**WHAT IS NEEDED**
Arrange the lines of the data below that run from the line containing "of the bandaged" through the line containing "(1165, 856)", both included, as a numbered list. Leave out any blank lines.

**EXERCISE INPUT**
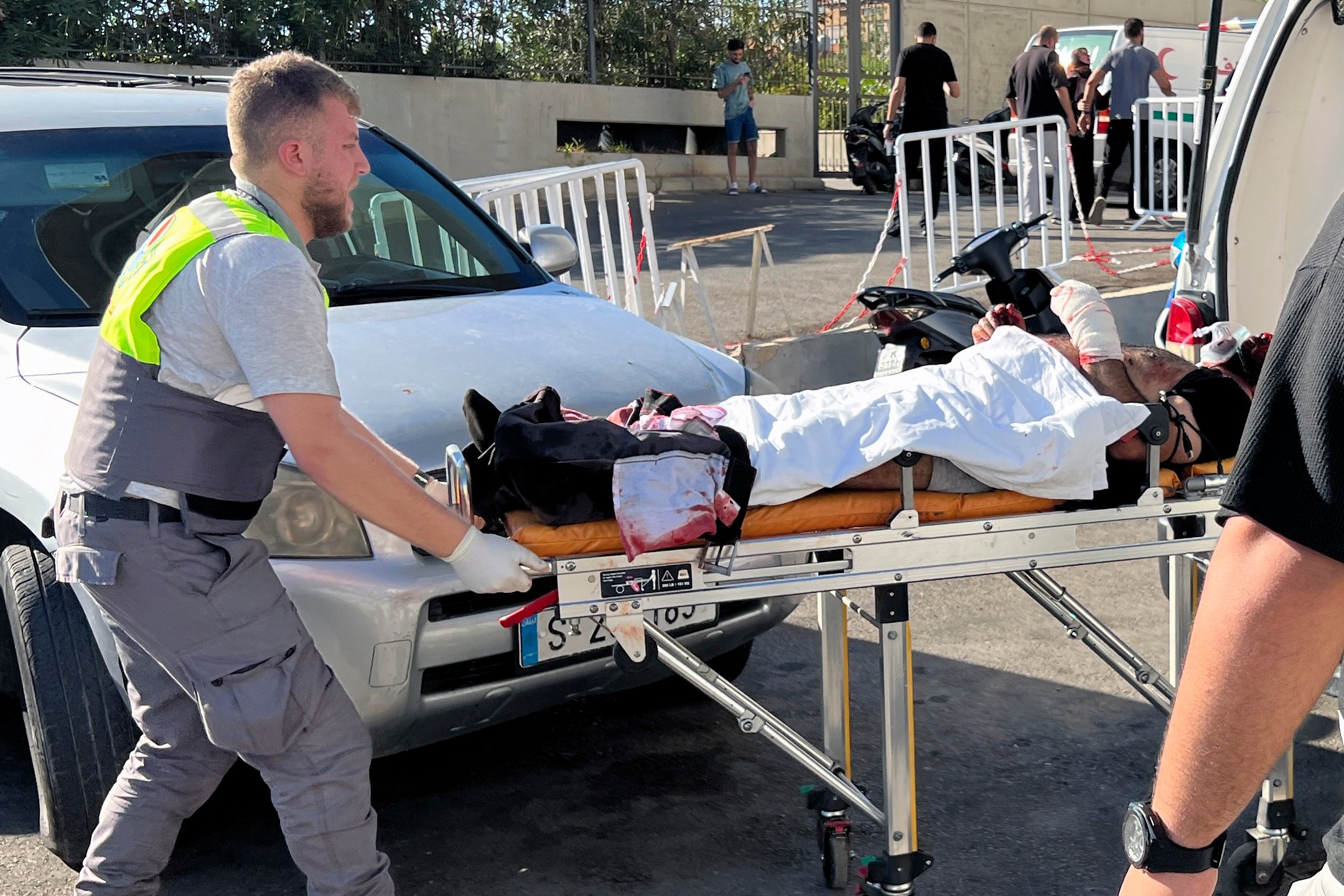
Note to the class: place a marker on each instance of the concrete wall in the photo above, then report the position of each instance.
(474, 127)
(986, 37)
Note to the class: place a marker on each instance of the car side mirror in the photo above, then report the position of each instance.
(551, 248)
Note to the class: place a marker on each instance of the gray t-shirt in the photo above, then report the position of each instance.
(735, 103)
(244, 320)
(1131, 68)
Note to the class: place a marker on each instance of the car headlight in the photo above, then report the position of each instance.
(300, 520)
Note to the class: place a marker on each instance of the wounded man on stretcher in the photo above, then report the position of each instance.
(1034, 416)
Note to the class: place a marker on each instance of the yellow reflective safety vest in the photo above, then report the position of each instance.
(133, 429)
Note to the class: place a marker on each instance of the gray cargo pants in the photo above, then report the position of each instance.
(218, 665)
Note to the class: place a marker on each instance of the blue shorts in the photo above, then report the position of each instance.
(741, 127)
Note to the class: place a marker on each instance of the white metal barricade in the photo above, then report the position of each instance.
(542, 197)
(973, 155)
(1165, 131)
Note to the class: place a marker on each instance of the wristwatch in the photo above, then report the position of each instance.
(1148, 847)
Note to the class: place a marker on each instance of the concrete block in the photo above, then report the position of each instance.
(815, 360)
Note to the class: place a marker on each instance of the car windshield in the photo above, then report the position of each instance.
(76, 203)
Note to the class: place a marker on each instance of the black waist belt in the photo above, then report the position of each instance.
(128, 508)
(133, 508)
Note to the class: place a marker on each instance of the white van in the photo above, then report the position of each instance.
(1180, 50)
(1274, 164)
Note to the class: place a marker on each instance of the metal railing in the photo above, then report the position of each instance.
(978, 166)
(562, 197)
(1164, 147)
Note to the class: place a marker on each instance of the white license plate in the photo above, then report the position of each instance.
(548, 637)
(892, 359)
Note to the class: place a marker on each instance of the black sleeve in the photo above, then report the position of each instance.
(1057, 74)
(1289, 475)
(901, 63)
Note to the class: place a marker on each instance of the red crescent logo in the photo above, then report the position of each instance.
(1162, 61)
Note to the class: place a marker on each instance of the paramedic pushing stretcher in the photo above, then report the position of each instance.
(1271, 622)
(213, 358)
(1207, 408)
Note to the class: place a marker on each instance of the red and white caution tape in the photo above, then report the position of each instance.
(872, 263)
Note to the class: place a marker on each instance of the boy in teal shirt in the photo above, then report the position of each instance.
(733, 83)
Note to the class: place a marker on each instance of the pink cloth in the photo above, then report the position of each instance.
(666, 500)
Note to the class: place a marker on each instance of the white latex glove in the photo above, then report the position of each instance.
(491, 564)
(1089, 322)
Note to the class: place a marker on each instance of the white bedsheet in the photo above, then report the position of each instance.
(1011, 411)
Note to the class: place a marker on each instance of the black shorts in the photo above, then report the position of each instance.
(1289, 474)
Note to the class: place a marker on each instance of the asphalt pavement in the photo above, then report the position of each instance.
(1027, 746)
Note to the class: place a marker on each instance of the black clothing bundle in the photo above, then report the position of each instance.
(531, 457)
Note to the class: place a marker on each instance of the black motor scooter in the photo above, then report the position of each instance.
(917, 327)
(864, 146)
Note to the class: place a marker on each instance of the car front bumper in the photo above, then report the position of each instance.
(424, 664)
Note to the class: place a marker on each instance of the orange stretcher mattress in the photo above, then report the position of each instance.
(821, 512)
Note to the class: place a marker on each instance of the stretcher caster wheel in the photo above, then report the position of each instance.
(835, 857)
(1242, 867)
(633, 666)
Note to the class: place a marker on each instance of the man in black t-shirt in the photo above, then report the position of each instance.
(924, 72)
(1271, 623)
(1038, 86)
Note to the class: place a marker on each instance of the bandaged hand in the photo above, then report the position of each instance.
(491, 564)
(997, 316)
(1089, 320)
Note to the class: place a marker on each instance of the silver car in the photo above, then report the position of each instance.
(85, 170)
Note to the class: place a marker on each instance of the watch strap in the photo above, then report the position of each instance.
(1165, 856)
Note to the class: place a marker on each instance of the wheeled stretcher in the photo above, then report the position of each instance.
(831, 543)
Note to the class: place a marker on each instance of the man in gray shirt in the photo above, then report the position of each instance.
(213, 358)
(1131, 66)
(733, 83)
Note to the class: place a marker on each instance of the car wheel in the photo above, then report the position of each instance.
(80, 731)
(1170, 175)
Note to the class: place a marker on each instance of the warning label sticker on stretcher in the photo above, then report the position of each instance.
(624, 584)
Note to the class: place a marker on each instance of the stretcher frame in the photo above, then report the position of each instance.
(1025, 548)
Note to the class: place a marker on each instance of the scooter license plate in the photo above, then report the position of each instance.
(548, 637)
(892, 359)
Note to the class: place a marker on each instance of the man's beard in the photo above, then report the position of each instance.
(325, 208)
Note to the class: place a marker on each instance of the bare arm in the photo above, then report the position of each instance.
(1090, 89)
(1269, 632)
(345, 459)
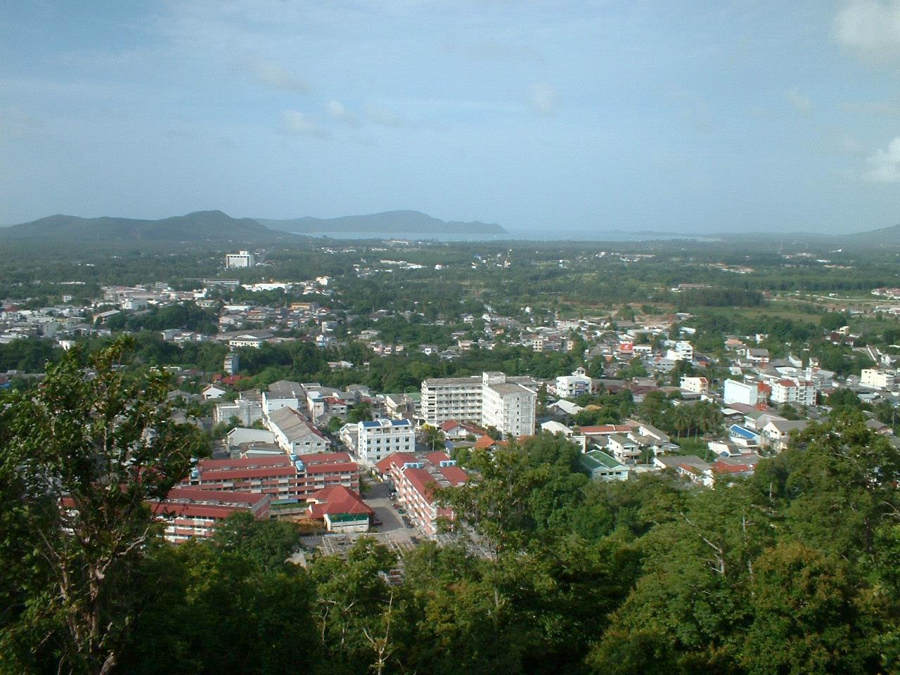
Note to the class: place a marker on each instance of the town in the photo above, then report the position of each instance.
(367, 449)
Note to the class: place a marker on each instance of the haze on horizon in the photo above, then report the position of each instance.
(574, 116)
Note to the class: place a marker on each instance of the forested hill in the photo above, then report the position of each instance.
(199, 226)
(388, 222)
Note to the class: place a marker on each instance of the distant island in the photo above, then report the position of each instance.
(216, 227)
(386, 223)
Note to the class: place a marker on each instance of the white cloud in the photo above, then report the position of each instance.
(298, 124)
(378, 114)
(801, 102)
(885, 164)
(273, 75)
(339, 112)
(870, 27)
(543, 98)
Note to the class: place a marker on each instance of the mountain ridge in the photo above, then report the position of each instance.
(197, 226)
(384, 222)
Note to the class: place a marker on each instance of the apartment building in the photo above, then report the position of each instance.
(282, 476)
(506, 406)
(377, 439)
(190, 513)
(493, 399)
(415, 480)
(741, 392)
(876, 379)
(799, 392)
(294, 434)
(576, 384)
(241, 259)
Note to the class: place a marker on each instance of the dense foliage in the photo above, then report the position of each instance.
(794, 570)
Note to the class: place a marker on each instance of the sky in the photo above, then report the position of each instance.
(584, 116)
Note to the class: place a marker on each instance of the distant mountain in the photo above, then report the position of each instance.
(886, 236)
(387, 223)
(200, 226)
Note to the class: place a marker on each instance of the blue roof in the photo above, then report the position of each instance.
(743, 432)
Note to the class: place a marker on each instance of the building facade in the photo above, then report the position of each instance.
(507, 403)
(239, 260)
(415, 479)
(741, 392)
(282, 476)
(376, 439)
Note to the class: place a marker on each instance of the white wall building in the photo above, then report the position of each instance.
(695, 385)
(379, 438)
(793, 391)
(239, 260)
(506, 406)
(741, 392)
(576, 384)
(876, 379)
(294, 434)
(507, 403)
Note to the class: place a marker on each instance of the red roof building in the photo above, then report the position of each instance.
(415, 480)
(341, 509)
(282, 476)
(191, 513)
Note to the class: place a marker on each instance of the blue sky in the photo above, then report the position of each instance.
(558, 116)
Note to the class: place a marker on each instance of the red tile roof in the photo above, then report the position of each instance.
(437, 457)
(397, 459)
(423, 482)
(336, 500)
(455, 475)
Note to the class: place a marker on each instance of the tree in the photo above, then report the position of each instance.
(85, 454)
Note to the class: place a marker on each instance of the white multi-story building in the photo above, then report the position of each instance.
(379, 438)
(507, 403)
(793, 391)
(695, 385)
(741, 392)
(239, 260)
(507, 406)
(681, 351)
(876, 379)
(576, 384)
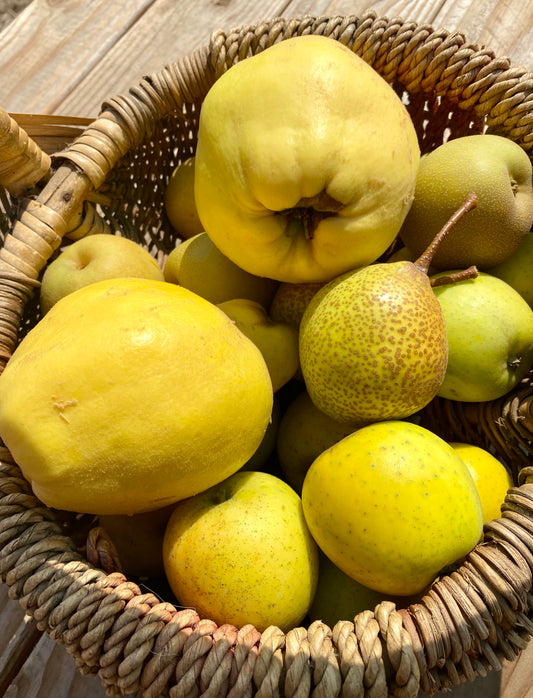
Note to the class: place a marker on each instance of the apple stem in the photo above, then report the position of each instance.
(455, 276)
(424, 261)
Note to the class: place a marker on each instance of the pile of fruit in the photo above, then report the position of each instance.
(244, 420)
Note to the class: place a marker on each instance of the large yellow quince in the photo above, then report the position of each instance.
(306, 161)
(131, 394)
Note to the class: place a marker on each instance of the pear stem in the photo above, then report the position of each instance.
(424, 261)
(455, 276)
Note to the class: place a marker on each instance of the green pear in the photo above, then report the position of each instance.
(500, 173)
(304, 432)
(198, 265)
(517, 270)
(277, 341)
(490, 338)
(392, 505)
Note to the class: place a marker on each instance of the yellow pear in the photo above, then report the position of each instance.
(131, 394)
(95, 258)
(306, 161)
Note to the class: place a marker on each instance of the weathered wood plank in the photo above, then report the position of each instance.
(50, 46)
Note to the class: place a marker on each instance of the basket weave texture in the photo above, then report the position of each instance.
(472, 618)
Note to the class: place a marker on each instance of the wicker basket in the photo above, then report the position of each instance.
(471, 619)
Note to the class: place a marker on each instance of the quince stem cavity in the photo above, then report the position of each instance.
(424, 261)
(307, 214)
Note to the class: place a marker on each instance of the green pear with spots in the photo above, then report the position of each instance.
(373, 343)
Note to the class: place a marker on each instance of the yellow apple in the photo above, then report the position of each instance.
(490, 475)
(95, 258)
(179, 200)
(339, 597)
(306, 161)
(304, 433)
(197, 264)
(277, 341)
(241, 553)
(392, 505)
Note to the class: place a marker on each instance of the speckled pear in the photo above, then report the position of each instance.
(373, 343)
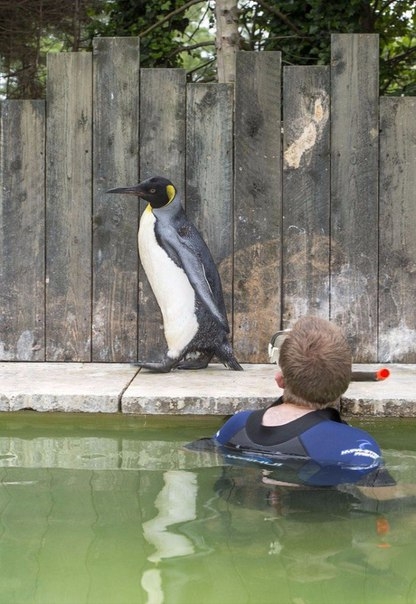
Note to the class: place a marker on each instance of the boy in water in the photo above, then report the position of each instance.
(315, 370)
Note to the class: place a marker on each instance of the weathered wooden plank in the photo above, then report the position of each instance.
(115, 220)
(22, 231)
(257, 204)
(209, 173)
(306, 192)
(397, 331)
(162, 153)
(354, 189)
(68, 207)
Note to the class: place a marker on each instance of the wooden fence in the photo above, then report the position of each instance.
(302, 181)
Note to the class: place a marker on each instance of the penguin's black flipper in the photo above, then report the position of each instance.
(199, 269)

**REPLY**
1. Note to the class: place a marker on each instance of the bandaged hand in the photo above, then report the position of each instance.
2. (491, 564)
3. (997, 316)
4. (1089, 320)
5. Note to the class: place a marker on each instance of the silver car in the photo above, then report the position of each instance.
6. (85, 170)
7. Note to the class: place a marker on each instance of the watch strap in the photo above, then report the position of each instance.
8. (1165, 856)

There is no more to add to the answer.